◆ Excerpted data
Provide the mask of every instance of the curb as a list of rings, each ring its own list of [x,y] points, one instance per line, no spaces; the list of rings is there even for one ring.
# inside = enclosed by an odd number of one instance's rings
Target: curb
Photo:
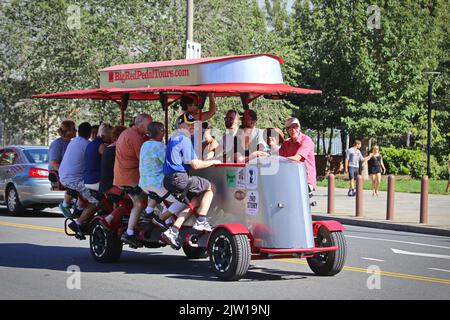
[[[394,231],[404,231],[404,232],[413,232],[413,233],[422,233],[422,234],[431,234],[435,236],[444,236],[450,237],[449,229],[439,229],[439,228],[431,228],[424,226],[413,226],[408,224],[396,224],[391,222],[383,222],[383,221],[373,221],[373,220],[360,220],[356,218],[343,218],[339,216],[334,216],[333,214],[313,214],[313,221],[319,220],[335,220],[344,225],[352,225],[359,227],[368,227],[368,228],[376,228],[376,229],[386,229],[386,230],[394,230]]]

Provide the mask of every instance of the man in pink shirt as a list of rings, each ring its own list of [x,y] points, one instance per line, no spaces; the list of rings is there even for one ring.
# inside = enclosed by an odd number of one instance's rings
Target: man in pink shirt
[[[290,160],[305,163],[310,191],[316,189],[316,161],[314,158],[314,142],[310,137],[301,133],[300,121],[297,118],[289,118],[285,127],[290,138],[287,139],[279,150],[279,155]]]

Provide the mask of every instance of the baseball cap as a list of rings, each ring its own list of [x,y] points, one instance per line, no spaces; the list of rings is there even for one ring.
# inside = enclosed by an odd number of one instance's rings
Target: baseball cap
[[[190,113],[185,112],[177,118],[177,126],[183,123],[191,125],[194,124],[194,121],[195,121],[194,116],[191,115]]]
[[[289,127],[292,126],[293,124],[298,124],[298,126],[300,127],[300,121],[298,121],[298,119],[297,119],[297,118],[294,118],[294,117],[288,118],[288,119],[286,120],[286,122],[284,123],[284,127],[285,127],[285,128],[289,128]]]

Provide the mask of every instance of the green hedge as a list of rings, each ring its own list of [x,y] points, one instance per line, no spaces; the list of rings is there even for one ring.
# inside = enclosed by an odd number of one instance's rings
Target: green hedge
[[[380,147],[380,153],[388,173],[410,175],[416,179],[427,174],[427,156],[420,149]],[[447,166],[439,165],[433,155],[430,157],[430,175],[431,178],[447,178]]]

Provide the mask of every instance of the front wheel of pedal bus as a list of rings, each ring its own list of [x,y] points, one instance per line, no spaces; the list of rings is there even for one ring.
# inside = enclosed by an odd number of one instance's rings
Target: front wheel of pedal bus
[[[329,231],[320,227],[315,239],[317,247],[339,247],[336,251],[316,253],[307,258],[311,270],[319,276],[334,276],[341,272],[347,255],[347,243],[342,231]]]
[[[215,230],[209,239],[208,253],[213,272],[220,280],[236,281],[248,271],[251,248],[246,234]]]

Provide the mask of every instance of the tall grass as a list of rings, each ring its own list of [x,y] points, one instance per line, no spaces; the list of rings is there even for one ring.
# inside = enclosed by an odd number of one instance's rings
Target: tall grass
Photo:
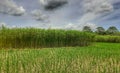
[[[117,35],[97,35],[96,42],[120,43],[120,36]]]
[[[0,30],[1,48],[43,48],[87,46],[94,35],[75,30],[4,28]]]

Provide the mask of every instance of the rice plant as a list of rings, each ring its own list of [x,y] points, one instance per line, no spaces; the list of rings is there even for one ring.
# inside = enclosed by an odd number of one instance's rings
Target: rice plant
[[[120,45],[0,50],[0,73],[119,73]]]

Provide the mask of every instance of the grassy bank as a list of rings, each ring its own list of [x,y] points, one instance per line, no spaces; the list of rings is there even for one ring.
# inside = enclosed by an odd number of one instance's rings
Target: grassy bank
[[[0,73],[119,73],[120,45],[0,50]]]

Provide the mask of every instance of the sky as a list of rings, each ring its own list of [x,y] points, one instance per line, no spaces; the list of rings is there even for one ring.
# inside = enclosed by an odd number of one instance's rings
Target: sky
[[[120,0],[0,0],[0,25],[120,30]]]

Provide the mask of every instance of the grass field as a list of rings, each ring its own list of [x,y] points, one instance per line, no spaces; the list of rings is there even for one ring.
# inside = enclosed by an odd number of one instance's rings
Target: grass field
[[[119,72],[119,43],[95,43],[88,47],[0,50],[0,73]]]

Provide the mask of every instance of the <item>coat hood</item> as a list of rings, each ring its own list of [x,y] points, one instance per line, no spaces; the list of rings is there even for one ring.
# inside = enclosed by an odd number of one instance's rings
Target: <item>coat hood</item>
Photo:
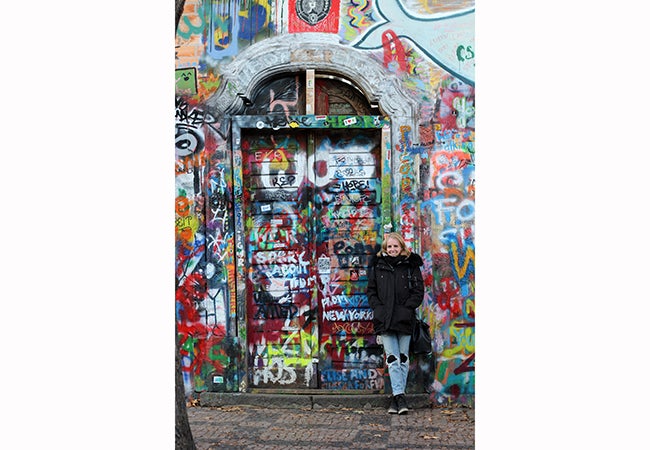
[[[382,254],[381,256],[377,255],[372,255],[373,257],[370,260],[370,266],[374,267],[379,263],[381,260],[386,260],[385,254]],[[418,255],[417,253],[411,252],[411,254],[406,258],[406,262],[411,266],[411,267],[420,267],[424,265],[424,261],[422,260],[422,257]]]
[[[420,266],[424,265],[424,261],[422,261],[422,257],[420,255],[418,255],[417,253],[411,253],[406,260],[413,267],[420,267]]]

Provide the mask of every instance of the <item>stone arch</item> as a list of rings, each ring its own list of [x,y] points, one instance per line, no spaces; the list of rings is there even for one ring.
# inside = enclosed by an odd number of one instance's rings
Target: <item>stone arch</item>
[[[409,97],[399,78],[388,72],[366,52],[338,42],[328,33],[286,34],[251,45],[221,68],[222,84],[206,101],[216,118],[236,115],[244,108],[255,88],[264,80],[280,73],[307,69],[347,78],[361,89],[371,103],[391,119],[392,135],[400,127],[409,126],[417,136],[418,106]]]

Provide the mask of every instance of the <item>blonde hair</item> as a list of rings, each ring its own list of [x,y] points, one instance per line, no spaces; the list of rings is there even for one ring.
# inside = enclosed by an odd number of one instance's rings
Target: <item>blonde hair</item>
[[[384,240],[381,243],[381,249],[377,252],[377,256],[381,256],[382,253],[387,253],[386,246],[388,245],[389,239],[395,239],[397,242],[399,242],[399,246],[402,248],[402,251],[399,252],[400,255],[404,255],[406,257],[411,256],[411,250],[406,247],[406,242],[404,242],[404,238],[399,233],[386,233],[384,235]]]

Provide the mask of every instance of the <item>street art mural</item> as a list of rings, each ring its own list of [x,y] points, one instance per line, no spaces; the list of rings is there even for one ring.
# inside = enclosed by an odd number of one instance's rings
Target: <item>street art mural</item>
[[[374,0],[373,6],[376,22],[351,43],[354,47],[388,46],[402,53],[402,42],[408,42],[421,56],[474,84],[474,8],[432,17],[410,13],[401,1]]]
[[[290,0],[289,32],[336,33],[340,0]]]
[[[308,115],[300,74],[261,83],[240,117],[207,106],[246,48],[313,31],[399,75],[416,124],[391,132],[384,115]],[[433,353],[411,361],[409,390],[473,401],[476,56],[471,1],[186,2],[174,208],[188,397],[386,389],[365,284],[388,221],[425,262],[419,314]],[[333,102],[324,92],[317,101]]]

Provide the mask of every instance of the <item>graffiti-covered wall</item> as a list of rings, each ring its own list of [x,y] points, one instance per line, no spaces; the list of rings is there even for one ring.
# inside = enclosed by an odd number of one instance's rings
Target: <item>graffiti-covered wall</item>
[[[186,394],[384,389],[364,267],[395,229],[433,335],[411,387],[471,402],[474,2],[186,0],[175,50]]]

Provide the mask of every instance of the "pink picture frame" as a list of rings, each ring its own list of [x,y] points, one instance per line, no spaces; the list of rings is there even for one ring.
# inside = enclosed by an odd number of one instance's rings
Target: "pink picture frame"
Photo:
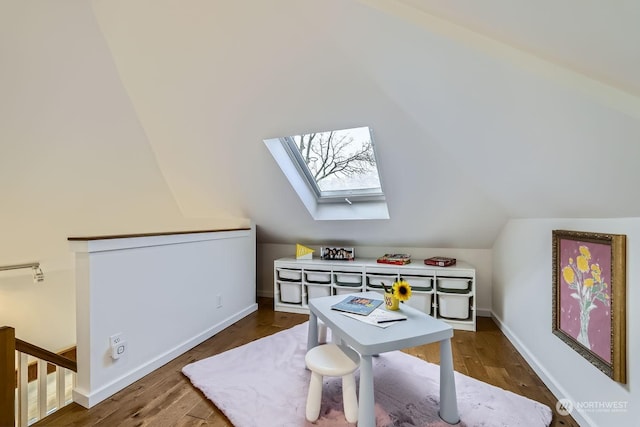
[[[626,384],[626,236],[553,230],[552,240],[553,334]]]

◆ Task item
Every line above is to be written out unchanged, with the pictures omitted.

◆ Exercise output
Provide the mask of every instance of the curb as a list of rings, each ring its own list of [x,y] points, one instance per line, no spaces; the list of rings is there even for one ring.
# inside = enclosed by an odd number of one instance's rings
Target: curb
Photo:
[[[394,231],[404,231],[404,232],[413,232],[413,233],[422,233],[422,234],[431,234],[435,236],[444,236],[450,237],[449,229],[439,229],[439,228],[431,228],[424,226],[413,226],[408,224],[396,224],[391,222],[383,222],[383,221],[373,221],[373,220],[360,220],[356,218],[343,218],[339,216],[334,216],[333,214],[313,214],[313,221],[319,220],[335,220],[344,225],[352,225],[359,227],[368,227],[368,228],[376,228],[376,229],[386,229],[386,230],[394,230]]]

Provide the mask of every instance of the man in pink shirt as a list of rings, each ring its own list of [x,y] points, one instance per line, no spaces; the list of rings is there even for one ring.
# inside = enclosed by an odd number of one instance's rings
Target: man in pink shirt
[[[290,160],[305,163],[310,191],[316,189],[316,161],[314,158],[314,142],[310,137],[301,133],[300,121],[297,118],[289,118],[285,127],[290,138],[287,139],[279,150],[279,155]]]

Provide the mask of every instance of the baseball cap as a list of rings, each ring its own list of [x,y] points, one instance per line, no spaces; the list of rings is there even for one ring.
# inside = enclosed by an odd number of one instance's rings
Target: baseball cap
[[[190,113],[185,112],[177,118],[177,126],[183,123],[191,125],[194,124],[194,121],[195,121],[194,116],[191,115]]]
[[[289,127],[292,126],[293,124],[298,124],[298,126],[300,127],[300,121],[298,121],[298,119],[297,119],[297,118],[294,118],[294,117],[288,118],[288,119],[286,120],[286,122],[284,123],[284,127],[285,127],[285,128],[289,128]]]

Provide the mask of every instance of the green hedge as a list of rings, each ring its own list of [x,y] points, one instance per line, no spaces; the list of rings is there even for one ring.
# inside = enclosed by an odd number of one instance's rings
Target: green hedge
[[[380,147],[380,153],[388,173],[410,175],[416,179],[427,174],[427,156],[420,149]],[[447,166],[439,165],[433,155],[430,157],[430,175],[431,178],[447,178]]]

Provide the mask of every instance of the front wheel of pedal bus as a list of rings, each ring its own list of [x,y] points, one instance per line, no spaces; the list of rings is there even for one ring.
# inside = enclosed by an odd number of one instance's rings
Target: front wheel of pedal bus
[[[329,231],[320,227],[315,239],[317,247],[339,247],[336,251],[316,253],[307,258],[311,270],[319,276],[334,276],[341,272],[347,255],[347,243],[342,231]]]
[[[215,230],[209,239],[208,253],[213,272],[220,280],[236,281],[248,271],[251,248],[246,234]]]

Provide the mask of every instance of the tall grass as a list of rings, each ring its own list of [x,y] points, one instance per line, no spaces; the list of rings is there even for one ring.
# inside = enclosed by an odd number of one instance's rings
Target: tall grass
Photo:
[[[117,35],[97,35],[96,42],[120,43],[120,36]]]
[[[0,30],[1,48],[43,48],[87,46],[94,35],[75,30],[4,28]]]

Provide the mask of every instance of the rice plant as a list of rings, each ring its own list of [x,y] points, one instance per line, no spaces; the list of rings is there even for one ring.
# inside = enclosed by an odd number of one instance's rings
Target: rice plant
[[[120,45],[0,50],[0,73],[119,73]]]

Provide the mask of every instance of the grassy bank as a list of rings, each ring its own list of [x,y] points, one instance per line, no spaces; the list of rings is there even for one ring.
# inside = enclosed by an odd number of one instance's rings
Target: grassy bank
[[[0,73],[119,73],[120,45],[0,50]]]

Provide the mask of every instance of the sky as a list of rings, each ring its own list of [x,y] points, one instance per line, no spaces; the list of rings is there even for one ring.
# inside = enclosed by an odd number of one instance's rings
Target: sky
[[[120,0],[0,0],[0,25],[120,30]]]

Provide the mask of every instance of the grass field as a list of rings, each ring its own list of [x,y] points, one instance per line, no spaces; the list of rings is there even for one ring.
# inside = enclosed by an odd number of one instance's rings
Target: grass field
[[[119,72],[119,43],[95,43],[88,47],[0,50],[0,73]]]

Provide the mask of every instance of the <item>coat hood</item> as a list of rings, each ring its own list of [x,y] points, one instance per line, no spaces; the list of rings is there even for one ring.
# inside = enclosed by an odd number of one instance's rings
Target: <item>coat hood</item>
Photo:
[[[382,254],[381,256],[377,255],[372,255],[373,257],[370,260],[370,266],[374,267],[379,263],[381,260],[386,260],[385,254]],[[418,255],[417,253],[411,252],[411,254],[406,258],[406,262],[411,266],[411,267],[420,267],[424,265],[424,261],[422,260],[422,257]]]
[[[420,266],[424,265],[424,261],[422,261],[422,257],[420,255],[418,255],[417,253],[411,253],[406,260],[413,267],[420,267]]]

Provide the mask of every instance of the <item>stone arch</item> as a list of rings, each ring its own list of [x,y] points, one instance per line, no spaces; the list of rings is there even for one ring.
# inside = enclosed by an odd number of one instance's rings
Target: <item>stone arch</item>
[[[409,97],[399,78],[388,72],[366,52],[338,42],[328,33],[286,34],[251,45],[221,68],[222,84],[206,101],[216,118],[236,115],[244,108],[255,88],[264,80],[280,73],[307,69],[347,78],[361,89],[371,103],[391,119],[392,135],[400,127],[409,126],[417,136],[418,106]]]

Provide the mask of every instance of the <item>blonde hair</item> as a list of rings, each ring its own list of [x,y] points, one instance per line, no spaces; the list of rings is there even for one ring.
# inside = enclosed by an odd number of one instance's rings
Target: <item>blonde hair</item>
[[[384,240],[381,243],[381,249],[377,252],[377,256],[381,256],[382,253],[387,253],[386,246],[388,245],[389,239],[395,239],[397,242],[399,242],[399,246],[402,248],[402,251],[399,252],[400,255],[404,255],[406,257],[411,256],[411,250],[406,247],[406,242],[404,242],[404,238],[399,233],[386,233],[384,235]]]

Provide the mask of every instance of the <item>street art mural</item> as a list of rings, each ring its own list of [x,y] points, one instance per line, no spaces; the list of rings is there even for one ring.
# inside = enclosed by an odd number of one instance's rings
Target: <item>street art mural</item>
[[[374,0],[373,6],[376,22],[351,43],[354,47],[388,46],[402,53],[402,42],[408,42],[421,56],[474,84],[474,8],[432,17],[410,13],[401,1]]]
[[[290,0],[289,32],[336,33],[340,0]]]
[[[308,115],[300,74],[261,83],[240,117],[207,106],[246,48],[313,31],[399,75],[416,124],[391,132],[384,115]],[[433,353],[411,361],[409,390],[473,401],[476,56],[471,1],[186,2],[174,208],[188,397],[386,389],[365,284],[388,221],[425,262],[419,314]],[[333,102],[324,92],[317,101]]]

Provide the mask of every instance of the <item>graffiti-covered wall</item> as a list of rings, each ring its own list of [x,y] points, one instance per line, no spaces; the list of rings is there even for one ring.
# inside = enclosed by an odd number of one instance's rings
Target: <item>graffiti-covered wall</item>
[[[186,394],[384,389],[364,267],[395,229],[433,335],[411,387],[471,402],[474,2],[186,0],[175,50]]]

Provide the mask of every instance of the "pink picture frame" as a list of rings, each ring its own list of [x,y] points, one instance per line, no spaces; the list of rings is there even for one ring.
# inside = enclosed by an odd number of one instance's rings
Target: "pink picture frame"
Photo:
[[[626,384],[626,236],[553,230],[552,240],[553,334]]]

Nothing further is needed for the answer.